◆ Instruction A
In the HBase replication thread, make the paragraph that begins "I would use linux command" shorter, keeping its main facts.
◆ Instruction B
Using the HBase replication thread, decide whether each statement agrees with it. Answer yes or no for each, and quote the words that settle it. (i) Brian's relational database is SQL Server. (ii) Billy's command finds the bin logs that were changed within the last 5 minutes. (iii) Brian wants to copy the data into HBase to get better throughput from MapReduce jobs.
◆ Instruction C
Carry the HBase replication thread forward from its last line.
------ Document segment ------
I would use linux command
find /binlog/location/*.bin -mmin +5
to find the logs that are ready to process.
That will give you all the bin logs that have not been modflyed in 5 mins

If your insert/update querys are not to complex to process it would be 
simple

Billy

"Brian Forney" <bf...@integral7.com> wrote in 
message news:FDE7BB03-3A6B-41E3-B31B-E5FE577B1589@integral7.com...
> Ryan,
>
> Thanks. Yep, I've read the Bigtable paper (now and in 2006) and 
> understand that HBase and Bigtable are essentially large maps and do  not 
> use the relational model.
>
> Still interested in hearing if others have successfully done this.  (I'm 
> mostly looking for ways to speed up the implementation of a one- way 
> replication: from a relational DB to HBase.)
>
> Thanks,
> Brian
>
> On Apr 17, 2009, at 5:45 PM, Ryan Rawson wrote:
>
>> HBase is not a relational database, so many things that are in a SQL
>> database dont exist.
>>
>> eg:
>> - sequences
>> - secondary declarative keys
>> - joins
>> - advance query features such as order by, group by
>> - operators of any kind
>>
>> Given conventions (eg: naming of index tables), it might be possible  to
>> semi-automatedly convert data, but it might not efficiently take 
>> advantage
>> of HBase's unique schema-less design.
>>
>> I suggest you have a look at the Google's bigtable paper, as it has  the 
>> same
>> underlying model that HBase does.
>>
>> Good luck!
>>
>>
>> On Fri, Apr 17, 2009 at 3:30 PM, Brian Forney 
>> <bf...@integral7.com> wrote:
>>
>>> Hi all,
>>>
>>> I'd like to replicate a large dataset from a relational database  into 
>>> HBase
>>> for better throughput of MapReduce jobs. Has anyone had success 
>>> replicating
>>> from a relational database (in my case SQL Server) to HBase?
>>>
>>> Thanks,
>>> Brian
>>>
>
>

Re: Replicating data into HBase

Posted by Brian Forney <bf...@integral7.com>.

Ryan,

Thanks. Yep, I've read the Bigtable paper (now and in 2006) and  
understand that HBase and Bigtable are essentially large maps and do  
not use the relational model.

Still interested in hearing if others have successfully done this.  
(I'm mostly looking for ways to speed up the implementation of a one- 
way replication: from a relational DB to HBase.)

Thanks,
Brian

On Apr 17, 2009, at 5:45 PM, Ryan Rawson wrote:

> HBase is not a relational database, so many things that are in a SQL
> database dont exist.
------ Raw data ------
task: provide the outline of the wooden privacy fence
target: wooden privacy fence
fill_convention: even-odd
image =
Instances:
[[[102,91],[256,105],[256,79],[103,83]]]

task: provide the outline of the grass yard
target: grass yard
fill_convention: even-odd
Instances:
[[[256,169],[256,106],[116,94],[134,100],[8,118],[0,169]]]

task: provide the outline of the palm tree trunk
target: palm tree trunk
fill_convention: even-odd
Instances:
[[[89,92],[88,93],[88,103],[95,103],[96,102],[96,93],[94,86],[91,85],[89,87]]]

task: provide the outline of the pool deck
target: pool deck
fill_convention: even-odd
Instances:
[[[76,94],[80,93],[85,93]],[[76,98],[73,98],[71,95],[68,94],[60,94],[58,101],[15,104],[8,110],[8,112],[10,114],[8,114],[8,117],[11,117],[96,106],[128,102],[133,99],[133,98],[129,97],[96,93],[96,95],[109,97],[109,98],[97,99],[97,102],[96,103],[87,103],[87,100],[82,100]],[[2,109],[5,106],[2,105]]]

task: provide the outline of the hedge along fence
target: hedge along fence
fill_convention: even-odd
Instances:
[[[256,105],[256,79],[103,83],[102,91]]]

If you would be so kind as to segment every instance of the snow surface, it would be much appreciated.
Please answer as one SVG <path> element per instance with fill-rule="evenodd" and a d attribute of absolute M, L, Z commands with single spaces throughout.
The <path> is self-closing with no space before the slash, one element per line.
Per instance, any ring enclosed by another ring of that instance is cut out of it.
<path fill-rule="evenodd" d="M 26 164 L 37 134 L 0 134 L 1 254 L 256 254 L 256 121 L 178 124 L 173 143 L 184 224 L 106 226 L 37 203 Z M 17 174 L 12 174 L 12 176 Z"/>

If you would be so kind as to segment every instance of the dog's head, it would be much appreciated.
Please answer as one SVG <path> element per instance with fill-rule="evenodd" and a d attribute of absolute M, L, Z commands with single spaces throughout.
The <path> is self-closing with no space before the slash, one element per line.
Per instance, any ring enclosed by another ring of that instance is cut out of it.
------
◆ Task response A
Run the Linux command find /binlog/location/*.bin -mmin +5. It lists the bin logs that haven't changed in the last 5 minutes, and those are the ones ready to process.

◆ Task response B
(i) Yes: "in my case SQL Server"
(ii) No: "That will give you all the bin logs that have not been modflyed in 5 mins"
(iii) Yes: "for better throughput of MapReduce jobs"

◆ Task response C
>
> eg:
> - sequences
> - secondary declarative keys
> - joins
> - advance query features such as order by, group by
> - operators of any kind
>
> Given conventions (eg: naming of index tables), it might be possible  
> to
> semi-automatedly convert data, but it might not efficiently take  
> advantage
> of HBase's unique schema-less design.
>
> I suggest you have a look at the Google's bigtable paper, as it has  
> the same
> underlying model that HBase does.
>
> Good luck!
>
>
> On Fri, Apr 17, 2009 at 3:30 PM, Brian Forney  
> <bf...@integral7.com> wrote:
>
>> Hi all,
>>
>> I'd like to replicate a large dataset from a relational database  
>> into HBase
>> for better throughput of MapReduce jobs. Has anyone had success  
>> replicating
>> from a relational database (in my case SQL Server) to HBase?
>>
>> Thanks,
>> Brian
>>

Re: Replicating data into HBase

Posted by Ryan Rawson <ry...@gmail.com>.

HBase is not a relational database, so many things that are in a SQL
database dont exist.

eg:
- sequences
- secondary declarative keys
- joins
- advance query features such as order by, group by
- operators of any kind

Given conventions (eg: naming of index tables), it might be possible to
semi-automatedly convert data, but it might not efficiently take advantage
of HBase's unique schema-less design.

I suggest you have a look at the Google's bigtable paper, as it has the same
underlying model that HBase does.

Good luck!

On Fri, Apr 17, 2009 at 3:30 PM, Brian Forney <bf...@integral7.com> wrote:

> Hi all,
>
> I'd like to replicate a large dataset from a relational database into HBase
> for better throughput of MapReduce jobs. Has anyone had success replicating
> from a relational database (in my case SQL Server) to HBase?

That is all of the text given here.